(YOUR OBJECTIVE)
Shift the answer boxes by adding 40 to every pixel coordinate, then write out the data from the line with "mark the ground" through the end of the data, request line included. Keep the sample coordinates in the request's format note as they are.

(PROVIDED INFORMATION)
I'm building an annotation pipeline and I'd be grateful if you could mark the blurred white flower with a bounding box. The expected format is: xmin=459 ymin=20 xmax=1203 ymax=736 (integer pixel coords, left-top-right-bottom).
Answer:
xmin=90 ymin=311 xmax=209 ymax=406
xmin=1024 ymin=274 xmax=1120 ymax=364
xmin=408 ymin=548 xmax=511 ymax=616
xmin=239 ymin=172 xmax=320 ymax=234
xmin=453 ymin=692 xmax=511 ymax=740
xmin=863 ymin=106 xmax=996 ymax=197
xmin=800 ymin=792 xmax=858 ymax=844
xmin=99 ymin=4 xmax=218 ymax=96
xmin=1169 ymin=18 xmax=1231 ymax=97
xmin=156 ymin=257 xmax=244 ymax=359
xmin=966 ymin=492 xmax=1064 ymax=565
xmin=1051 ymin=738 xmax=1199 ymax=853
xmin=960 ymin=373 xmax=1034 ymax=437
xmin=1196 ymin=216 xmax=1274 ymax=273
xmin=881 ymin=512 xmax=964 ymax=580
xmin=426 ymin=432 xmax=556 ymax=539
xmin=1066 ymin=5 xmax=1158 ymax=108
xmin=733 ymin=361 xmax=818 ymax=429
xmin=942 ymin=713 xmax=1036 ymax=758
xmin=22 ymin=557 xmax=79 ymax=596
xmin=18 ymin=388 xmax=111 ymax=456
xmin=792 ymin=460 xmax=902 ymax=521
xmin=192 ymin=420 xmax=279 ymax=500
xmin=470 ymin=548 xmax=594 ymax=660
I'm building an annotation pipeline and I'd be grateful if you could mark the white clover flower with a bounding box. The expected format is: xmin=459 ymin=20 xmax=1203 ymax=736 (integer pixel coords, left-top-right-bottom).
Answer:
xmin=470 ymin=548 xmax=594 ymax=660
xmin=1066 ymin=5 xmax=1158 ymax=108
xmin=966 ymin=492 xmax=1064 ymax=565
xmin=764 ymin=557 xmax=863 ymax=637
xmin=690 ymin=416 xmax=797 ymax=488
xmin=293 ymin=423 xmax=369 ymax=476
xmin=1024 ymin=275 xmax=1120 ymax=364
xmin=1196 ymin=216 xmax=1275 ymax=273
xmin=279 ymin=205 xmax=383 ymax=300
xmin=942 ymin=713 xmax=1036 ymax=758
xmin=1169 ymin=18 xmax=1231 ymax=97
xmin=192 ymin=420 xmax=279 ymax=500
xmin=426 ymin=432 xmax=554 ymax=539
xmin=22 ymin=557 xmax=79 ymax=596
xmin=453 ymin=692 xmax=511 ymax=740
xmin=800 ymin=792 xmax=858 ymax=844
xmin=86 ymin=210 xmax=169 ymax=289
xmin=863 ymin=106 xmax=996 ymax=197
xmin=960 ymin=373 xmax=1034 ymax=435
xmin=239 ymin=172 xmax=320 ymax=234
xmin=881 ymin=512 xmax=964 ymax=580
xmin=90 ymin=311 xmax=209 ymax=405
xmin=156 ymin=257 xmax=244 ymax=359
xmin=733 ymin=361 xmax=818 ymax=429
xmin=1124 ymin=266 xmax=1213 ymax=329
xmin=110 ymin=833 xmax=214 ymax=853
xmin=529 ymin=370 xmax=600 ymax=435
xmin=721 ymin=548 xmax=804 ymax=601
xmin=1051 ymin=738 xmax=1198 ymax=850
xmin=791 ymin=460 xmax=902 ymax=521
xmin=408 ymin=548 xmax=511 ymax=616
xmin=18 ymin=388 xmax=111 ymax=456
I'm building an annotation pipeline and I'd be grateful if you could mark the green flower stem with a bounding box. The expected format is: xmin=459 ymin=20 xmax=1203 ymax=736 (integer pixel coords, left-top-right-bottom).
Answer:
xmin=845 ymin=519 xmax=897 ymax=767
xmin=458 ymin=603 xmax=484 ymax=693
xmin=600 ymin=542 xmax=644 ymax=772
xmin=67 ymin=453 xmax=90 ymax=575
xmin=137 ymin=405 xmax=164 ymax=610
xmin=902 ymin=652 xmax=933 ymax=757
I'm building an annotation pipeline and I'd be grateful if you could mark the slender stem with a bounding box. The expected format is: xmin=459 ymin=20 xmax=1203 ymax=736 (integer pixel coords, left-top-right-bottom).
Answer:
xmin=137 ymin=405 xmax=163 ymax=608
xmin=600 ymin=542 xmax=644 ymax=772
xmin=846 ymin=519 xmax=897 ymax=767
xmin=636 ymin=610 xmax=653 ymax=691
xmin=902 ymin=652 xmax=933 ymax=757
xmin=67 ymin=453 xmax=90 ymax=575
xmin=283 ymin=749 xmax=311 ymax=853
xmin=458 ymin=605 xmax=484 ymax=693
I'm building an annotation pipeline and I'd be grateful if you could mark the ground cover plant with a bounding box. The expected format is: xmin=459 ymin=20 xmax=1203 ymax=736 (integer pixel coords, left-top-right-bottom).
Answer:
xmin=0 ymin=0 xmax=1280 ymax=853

(SOLUTION TO THIS EXERCISE)
I'm building an annotation pipeline and I'd be grateful if you could mark the ground cover plant with a bounding box. The expected format is: xmin=459 ymin=20 xmax=1203 ymax=736 (integer pixel coords, left-top-right-bottom).
Answer:
xmin=40 ymin=40 xmax=1320 ymax=893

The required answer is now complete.